→ Task data
#####
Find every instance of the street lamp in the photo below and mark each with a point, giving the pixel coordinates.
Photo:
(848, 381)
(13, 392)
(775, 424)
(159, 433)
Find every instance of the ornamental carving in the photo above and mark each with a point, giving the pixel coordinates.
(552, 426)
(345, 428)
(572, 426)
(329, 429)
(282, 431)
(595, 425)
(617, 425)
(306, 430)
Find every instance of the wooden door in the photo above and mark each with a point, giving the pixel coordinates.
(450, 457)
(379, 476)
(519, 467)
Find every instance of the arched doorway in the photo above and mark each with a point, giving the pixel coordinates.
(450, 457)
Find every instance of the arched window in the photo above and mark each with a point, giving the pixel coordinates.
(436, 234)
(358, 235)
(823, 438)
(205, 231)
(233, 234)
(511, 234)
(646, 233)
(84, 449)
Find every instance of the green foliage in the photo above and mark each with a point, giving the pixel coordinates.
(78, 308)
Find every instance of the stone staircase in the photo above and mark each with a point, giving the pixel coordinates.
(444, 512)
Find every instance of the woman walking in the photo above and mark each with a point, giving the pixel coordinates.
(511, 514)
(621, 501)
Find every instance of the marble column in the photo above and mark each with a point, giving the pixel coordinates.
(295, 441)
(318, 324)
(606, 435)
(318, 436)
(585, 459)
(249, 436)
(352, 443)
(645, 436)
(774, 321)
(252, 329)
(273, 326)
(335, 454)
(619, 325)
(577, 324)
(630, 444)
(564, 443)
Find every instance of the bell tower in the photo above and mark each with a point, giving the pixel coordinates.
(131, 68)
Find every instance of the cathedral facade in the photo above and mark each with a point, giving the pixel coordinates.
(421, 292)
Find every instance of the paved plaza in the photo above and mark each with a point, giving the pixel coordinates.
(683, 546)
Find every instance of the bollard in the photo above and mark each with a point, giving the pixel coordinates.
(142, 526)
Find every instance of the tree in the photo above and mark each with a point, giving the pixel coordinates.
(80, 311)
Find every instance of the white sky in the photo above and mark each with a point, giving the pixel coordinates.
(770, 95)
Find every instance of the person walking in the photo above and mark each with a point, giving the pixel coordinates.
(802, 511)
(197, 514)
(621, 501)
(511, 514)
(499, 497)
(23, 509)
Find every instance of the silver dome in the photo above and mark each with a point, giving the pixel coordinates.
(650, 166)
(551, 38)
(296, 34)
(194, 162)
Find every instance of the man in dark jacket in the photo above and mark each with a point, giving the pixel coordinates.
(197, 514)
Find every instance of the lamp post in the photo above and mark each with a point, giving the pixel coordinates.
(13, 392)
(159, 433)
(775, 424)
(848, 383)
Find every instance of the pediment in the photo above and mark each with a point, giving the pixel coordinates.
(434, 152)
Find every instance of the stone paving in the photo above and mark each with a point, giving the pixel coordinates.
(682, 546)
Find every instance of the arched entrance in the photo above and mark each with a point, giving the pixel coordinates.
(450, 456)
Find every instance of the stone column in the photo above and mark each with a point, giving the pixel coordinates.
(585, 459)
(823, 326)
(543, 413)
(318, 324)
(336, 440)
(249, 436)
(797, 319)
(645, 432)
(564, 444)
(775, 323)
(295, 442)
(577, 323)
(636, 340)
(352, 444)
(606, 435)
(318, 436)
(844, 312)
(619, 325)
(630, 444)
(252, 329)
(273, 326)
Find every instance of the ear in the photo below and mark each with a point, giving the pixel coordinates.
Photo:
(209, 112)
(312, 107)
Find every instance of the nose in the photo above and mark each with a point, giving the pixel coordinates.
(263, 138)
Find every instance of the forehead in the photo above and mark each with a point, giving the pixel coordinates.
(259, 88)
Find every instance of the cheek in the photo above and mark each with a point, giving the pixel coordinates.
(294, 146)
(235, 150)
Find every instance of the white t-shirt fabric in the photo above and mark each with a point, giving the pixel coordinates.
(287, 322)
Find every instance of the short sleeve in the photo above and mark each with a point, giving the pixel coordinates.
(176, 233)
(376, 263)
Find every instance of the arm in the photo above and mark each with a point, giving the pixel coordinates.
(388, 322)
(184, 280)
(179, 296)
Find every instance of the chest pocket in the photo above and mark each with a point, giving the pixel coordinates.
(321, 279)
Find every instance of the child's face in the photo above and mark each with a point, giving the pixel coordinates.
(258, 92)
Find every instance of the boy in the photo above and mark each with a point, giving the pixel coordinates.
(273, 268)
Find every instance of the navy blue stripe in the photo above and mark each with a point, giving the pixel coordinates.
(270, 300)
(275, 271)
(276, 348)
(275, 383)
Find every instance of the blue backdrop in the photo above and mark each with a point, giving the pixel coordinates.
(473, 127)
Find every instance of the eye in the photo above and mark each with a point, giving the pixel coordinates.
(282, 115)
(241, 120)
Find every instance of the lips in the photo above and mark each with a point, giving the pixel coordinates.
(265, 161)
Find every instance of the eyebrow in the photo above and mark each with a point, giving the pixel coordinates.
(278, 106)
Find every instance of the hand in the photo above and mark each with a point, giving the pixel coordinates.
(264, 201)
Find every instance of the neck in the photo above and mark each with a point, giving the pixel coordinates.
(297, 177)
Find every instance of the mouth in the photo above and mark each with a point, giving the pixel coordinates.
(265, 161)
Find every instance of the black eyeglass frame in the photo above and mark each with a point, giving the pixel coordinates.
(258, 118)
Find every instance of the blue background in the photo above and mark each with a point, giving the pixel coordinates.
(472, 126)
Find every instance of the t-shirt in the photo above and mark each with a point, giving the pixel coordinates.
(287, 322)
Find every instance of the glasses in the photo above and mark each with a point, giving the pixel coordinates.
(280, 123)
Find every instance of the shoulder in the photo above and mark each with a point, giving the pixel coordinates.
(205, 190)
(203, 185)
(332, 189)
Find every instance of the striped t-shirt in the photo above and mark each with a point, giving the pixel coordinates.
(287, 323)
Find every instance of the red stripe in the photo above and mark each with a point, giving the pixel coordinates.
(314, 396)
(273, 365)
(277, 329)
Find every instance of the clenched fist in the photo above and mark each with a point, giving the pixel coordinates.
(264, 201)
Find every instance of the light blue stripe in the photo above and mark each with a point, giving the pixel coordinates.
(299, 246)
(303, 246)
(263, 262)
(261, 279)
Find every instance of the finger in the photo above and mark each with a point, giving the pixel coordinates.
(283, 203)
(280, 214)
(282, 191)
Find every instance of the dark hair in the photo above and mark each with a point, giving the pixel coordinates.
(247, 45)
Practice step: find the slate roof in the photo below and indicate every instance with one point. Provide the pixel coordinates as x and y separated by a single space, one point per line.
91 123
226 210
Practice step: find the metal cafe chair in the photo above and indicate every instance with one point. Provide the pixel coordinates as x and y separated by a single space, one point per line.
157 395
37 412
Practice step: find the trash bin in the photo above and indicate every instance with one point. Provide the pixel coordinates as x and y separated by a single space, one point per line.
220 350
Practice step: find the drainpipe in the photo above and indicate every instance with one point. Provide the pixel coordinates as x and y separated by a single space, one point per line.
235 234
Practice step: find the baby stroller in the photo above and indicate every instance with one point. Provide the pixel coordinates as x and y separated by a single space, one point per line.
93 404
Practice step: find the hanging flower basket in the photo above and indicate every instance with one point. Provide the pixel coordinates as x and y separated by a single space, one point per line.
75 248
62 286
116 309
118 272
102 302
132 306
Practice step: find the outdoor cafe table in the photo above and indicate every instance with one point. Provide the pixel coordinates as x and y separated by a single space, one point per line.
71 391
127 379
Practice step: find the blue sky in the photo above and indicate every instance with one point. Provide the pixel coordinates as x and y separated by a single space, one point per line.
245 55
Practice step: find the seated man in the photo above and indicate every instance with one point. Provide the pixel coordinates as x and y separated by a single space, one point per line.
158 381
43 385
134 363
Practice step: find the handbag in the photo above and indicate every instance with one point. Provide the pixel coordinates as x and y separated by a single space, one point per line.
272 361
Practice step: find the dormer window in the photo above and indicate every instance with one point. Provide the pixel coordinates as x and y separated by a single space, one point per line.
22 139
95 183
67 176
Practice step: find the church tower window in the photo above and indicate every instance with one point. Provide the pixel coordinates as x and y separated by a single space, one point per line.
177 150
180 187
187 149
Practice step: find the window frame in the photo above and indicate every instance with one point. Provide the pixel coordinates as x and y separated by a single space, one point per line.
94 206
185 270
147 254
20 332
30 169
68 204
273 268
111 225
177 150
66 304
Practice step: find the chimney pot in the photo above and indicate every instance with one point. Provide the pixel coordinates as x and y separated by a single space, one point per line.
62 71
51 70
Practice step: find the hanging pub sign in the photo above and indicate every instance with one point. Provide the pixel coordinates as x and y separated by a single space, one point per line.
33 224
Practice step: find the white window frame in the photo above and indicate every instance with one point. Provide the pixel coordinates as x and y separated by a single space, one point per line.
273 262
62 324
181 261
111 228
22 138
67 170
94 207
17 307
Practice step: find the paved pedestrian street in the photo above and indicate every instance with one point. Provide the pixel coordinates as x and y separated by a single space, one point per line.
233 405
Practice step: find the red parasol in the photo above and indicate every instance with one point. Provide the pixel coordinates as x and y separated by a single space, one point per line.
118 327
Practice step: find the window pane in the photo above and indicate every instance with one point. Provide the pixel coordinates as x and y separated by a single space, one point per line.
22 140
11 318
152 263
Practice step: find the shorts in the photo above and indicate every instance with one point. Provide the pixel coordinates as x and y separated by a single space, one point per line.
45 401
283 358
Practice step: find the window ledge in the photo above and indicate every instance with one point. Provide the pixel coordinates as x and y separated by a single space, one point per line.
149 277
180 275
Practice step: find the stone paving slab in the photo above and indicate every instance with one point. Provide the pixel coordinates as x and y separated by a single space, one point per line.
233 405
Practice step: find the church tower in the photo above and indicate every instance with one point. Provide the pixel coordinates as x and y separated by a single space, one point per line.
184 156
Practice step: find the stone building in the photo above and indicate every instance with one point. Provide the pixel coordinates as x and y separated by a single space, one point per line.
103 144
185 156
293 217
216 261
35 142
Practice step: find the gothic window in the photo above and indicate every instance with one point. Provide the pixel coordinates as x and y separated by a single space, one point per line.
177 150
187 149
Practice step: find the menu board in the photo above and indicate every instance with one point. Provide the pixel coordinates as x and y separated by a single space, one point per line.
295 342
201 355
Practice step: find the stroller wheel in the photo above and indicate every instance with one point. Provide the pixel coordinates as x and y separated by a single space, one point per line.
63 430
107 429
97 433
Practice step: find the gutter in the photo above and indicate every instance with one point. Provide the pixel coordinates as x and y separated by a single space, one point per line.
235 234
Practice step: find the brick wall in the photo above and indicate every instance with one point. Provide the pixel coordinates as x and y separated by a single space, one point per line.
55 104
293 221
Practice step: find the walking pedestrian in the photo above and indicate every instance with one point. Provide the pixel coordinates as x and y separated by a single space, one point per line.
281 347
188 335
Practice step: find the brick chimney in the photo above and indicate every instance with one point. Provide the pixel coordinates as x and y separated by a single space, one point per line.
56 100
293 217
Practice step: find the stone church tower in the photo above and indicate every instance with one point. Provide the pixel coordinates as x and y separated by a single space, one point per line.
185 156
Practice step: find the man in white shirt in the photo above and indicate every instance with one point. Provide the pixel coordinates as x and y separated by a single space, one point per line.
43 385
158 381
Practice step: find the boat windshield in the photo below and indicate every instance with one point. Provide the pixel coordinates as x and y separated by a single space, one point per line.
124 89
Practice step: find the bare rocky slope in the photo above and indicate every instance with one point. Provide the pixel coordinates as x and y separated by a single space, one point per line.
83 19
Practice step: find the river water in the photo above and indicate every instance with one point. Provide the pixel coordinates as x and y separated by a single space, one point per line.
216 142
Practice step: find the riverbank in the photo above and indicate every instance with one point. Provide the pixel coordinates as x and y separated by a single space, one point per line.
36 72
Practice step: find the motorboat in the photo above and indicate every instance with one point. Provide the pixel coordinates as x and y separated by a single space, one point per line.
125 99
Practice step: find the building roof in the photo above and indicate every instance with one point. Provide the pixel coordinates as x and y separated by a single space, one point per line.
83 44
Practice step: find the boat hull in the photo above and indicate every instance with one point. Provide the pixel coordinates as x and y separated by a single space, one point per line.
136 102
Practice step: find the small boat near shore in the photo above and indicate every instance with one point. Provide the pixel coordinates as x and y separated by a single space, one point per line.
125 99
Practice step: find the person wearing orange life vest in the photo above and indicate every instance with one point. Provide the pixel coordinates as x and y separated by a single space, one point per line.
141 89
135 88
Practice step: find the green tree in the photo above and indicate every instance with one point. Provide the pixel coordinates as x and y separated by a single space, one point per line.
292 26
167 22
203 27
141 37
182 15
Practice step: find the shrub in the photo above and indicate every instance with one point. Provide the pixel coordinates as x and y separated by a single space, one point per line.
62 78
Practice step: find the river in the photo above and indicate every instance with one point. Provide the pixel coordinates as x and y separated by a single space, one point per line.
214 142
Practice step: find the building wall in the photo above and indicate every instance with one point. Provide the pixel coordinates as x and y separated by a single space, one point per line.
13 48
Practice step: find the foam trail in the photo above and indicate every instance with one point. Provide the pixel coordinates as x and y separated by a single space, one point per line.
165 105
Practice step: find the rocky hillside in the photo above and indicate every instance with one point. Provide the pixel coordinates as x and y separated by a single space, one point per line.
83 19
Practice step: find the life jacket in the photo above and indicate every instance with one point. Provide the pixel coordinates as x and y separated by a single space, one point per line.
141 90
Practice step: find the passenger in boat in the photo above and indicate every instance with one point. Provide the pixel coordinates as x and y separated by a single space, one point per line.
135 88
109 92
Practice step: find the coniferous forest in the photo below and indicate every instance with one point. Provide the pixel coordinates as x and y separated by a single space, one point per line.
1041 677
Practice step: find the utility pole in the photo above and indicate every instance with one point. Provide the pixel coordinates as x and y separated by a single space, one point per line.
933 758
#####
→ Task goal
Restate word for word every line from the one containing "Practice step: find the river in" through the final line of the listing. Both end lines belong in the answer.

→ Exercise response
Practice step: find the river in the photo above and indicate every instance with one point. Provide the pixel coordinates as x and y separated by a single space, one point per line.
214 142
Practice step: find the building wall in the photo above and indicate every instance with one point. Provide the pixel coordinates as x and y separated by a single space, one point per line.
13 48
Practice step: find the foam trail in the photo above and indicate every instance with one point. Provide the pixel coordinates as x and y separated by a single space, one point per line.
165 105
Practice step: find the rocky hillside in the photo above and indicate every instance with one point. Provide the pixel coordinates as x and y separated by a single space, one point per line.
83 19
Practice step: find the life jacket in the photo above and indicate every instance with one point. Provide the pixel coordinates as x and y separated by a single space, one point per line.
141 90
Practice step: find the passenger in boat in the photo above and indicate every instance with one point. Provide the pixel coordinates as x and y separated by a single space, one point per line.
135 88
109 92
Practice step: find the coniferous forest in the photo below and indicate every instance with one point. Provide the pixel coordinates as x and y separated by a single space, one point per line.
1041 677
Practice step: find the utility pole in the photo above and indicate every instance with one point. Provide the pixel coordinates as x and y separated by a single space, one point per line.
933 758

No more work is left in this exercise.